Records for this exercise:
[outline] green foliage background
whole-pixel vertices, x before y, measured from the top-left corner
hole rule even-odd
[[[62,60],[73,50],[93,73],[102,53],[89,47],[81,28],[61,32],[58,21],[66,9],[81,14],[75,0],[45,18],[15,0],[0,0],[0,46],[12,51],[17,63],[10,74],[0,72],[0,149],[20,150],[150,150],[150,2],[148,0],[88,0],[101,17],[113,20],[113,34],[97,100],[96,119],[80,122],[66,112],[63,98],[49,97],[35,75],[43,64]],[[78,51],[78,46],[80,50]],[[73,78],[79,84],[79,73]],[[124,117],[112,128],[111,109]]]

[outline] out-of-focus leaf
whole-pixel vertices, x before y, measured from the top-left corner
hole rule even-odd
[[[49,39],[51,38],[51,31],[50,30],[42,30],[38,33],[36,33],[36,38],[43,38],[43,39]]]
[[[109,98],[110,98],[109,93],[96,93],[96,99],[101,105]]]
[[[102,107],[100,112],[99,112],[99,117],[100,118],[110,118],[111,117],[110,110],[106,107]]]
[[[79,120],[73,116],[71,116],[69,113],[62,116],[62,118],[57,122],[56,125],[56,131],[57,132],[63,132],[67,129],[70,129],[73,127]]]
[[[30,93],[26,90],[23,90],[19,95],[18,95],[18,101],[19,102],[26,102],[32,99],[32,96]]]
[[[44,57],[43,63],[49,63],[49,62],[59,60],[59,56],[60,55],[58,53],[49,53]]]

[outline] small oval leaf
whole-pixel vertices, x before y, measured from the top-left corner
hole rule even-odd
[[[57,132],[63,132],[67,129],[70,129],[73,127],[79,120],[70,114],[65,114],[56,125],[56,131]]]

* * *

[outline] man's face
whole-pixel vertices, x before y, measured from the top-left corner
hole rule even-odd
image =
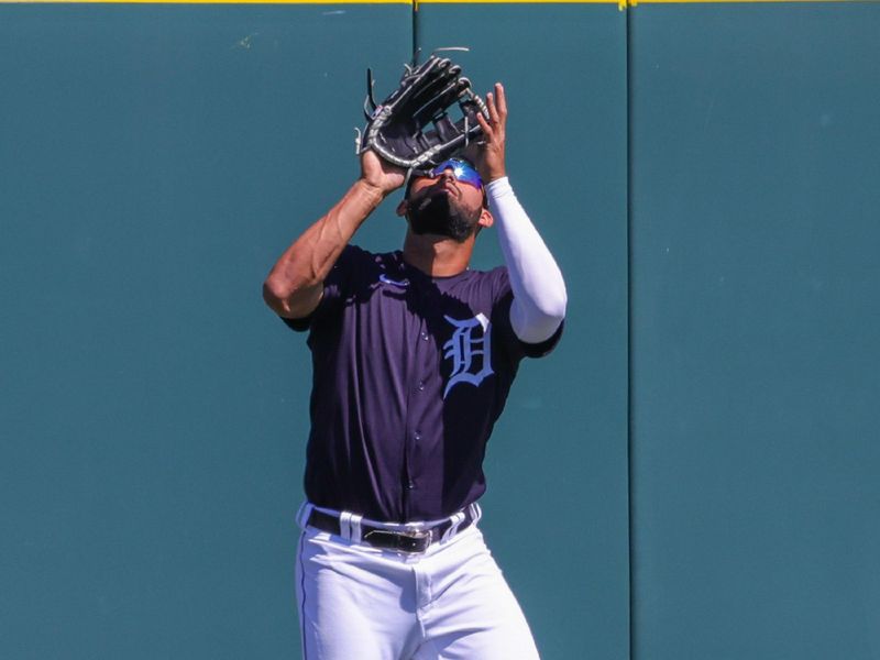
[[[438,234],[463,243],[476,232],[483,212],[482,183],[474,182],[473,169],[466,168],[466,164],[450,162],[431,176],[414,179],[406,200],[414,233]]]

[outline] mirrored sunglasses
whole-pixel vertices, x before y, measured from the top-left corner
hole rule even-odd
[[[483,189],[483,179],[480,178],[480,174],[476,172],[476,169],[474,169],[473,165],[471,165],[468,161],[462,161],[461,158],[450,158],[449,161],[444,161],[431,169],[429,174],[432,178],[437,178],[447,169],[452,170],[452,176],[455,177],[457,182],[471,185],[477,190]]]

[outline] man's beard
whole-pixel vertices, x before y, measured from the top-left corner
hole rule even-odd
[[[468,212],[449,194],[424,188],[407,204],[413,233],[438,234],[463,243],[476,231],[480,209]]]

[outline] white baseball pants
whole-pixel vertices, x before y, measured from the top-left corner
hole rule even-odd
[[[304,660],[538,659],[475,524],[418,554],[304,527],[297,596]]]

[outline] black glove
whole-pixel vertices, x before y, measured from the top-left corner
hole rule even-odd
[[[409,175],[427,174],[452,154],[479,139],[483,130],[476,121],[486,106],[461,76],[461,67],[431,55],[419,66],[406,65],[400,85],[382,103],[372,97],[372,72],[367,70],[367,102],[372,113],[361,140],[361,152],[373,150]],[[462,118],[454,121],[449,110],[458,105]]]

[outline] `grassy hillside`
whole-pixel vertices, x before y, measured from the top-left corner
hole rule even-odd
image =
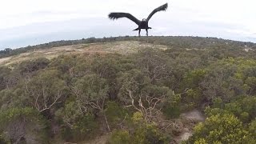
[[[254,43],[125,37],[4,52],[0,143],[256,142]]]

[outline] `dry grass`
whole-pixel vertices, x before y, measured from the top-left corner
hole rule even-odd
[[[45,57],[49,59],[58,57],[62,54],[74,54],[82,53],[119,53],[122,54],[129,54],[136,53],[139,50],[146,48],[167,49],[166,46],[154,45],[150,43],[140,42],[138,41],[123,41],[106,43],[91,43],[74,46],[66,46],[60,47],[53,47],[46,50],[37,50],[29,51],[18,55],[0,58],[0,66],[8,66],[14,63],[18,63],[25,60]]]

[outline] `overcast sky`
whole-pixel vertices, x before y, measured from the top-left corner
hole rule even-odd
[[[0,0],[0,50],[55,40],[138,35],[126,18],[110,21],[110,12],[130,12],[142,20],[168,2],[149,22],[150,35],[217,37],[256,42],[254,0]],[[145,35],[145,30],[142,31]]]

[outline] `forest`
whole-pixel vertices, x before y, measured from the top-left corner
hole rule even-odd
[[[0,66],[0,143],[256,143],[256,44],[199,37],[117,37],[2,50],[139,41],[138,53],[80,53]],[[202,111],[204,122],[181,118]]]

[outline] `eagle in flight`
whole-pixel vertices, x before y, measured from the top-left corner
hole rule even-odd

What the task requires: Reproduce, as a numbered list without blank lines, the part of the records that opens with the line containing "[outline] man's beard" and closes with the line containing "[[[254,43],[125,37],[4,52],[0,143],[256,142]]]". Leave the pictures out.

Solution for this task:
1. [outline] man's beard
2. whole-pixel vertices, x before y, measured from the top-left corner
3. hole rule even-odd
4. [[[468,212],[449,194],[424,188],[407,204],[413,233],[438,234],[463,243],[476,231],[480,209]]]
5. [outline] white baseball pants
6. whole-pixel vertices, x before y, measured from the top-left corner
7. hole rule even-odd
8. [[[304,660],[538,659],[475,524],[418,554],[304,527],[297,596]]]
9. [outline] black glove
10. whole-pixel vertices, x before y, measured from the top-left corner
11. hole rule even-odd
12. [[[409,175],[427,174],[452,154],[479,139],[483,130],[476,121],[486,106],[461,76],[461,67],[431,55],[419,66],[406,65],[400,85],[382,103],[372,97],[372,72],[367,70],[367,102],[372,113],[361,140],[361,152],[373,150]],[[462,118],[454,121],[449,110],[458,105]]]
13. [outline] `grassy hillside`
14. whole-pixel vertices, x before y, measured from the top-left corner
15. hole rule even-odd
16. image =
17. [[[254,43],[125,37],[4,52],[0,143],[256,142]]]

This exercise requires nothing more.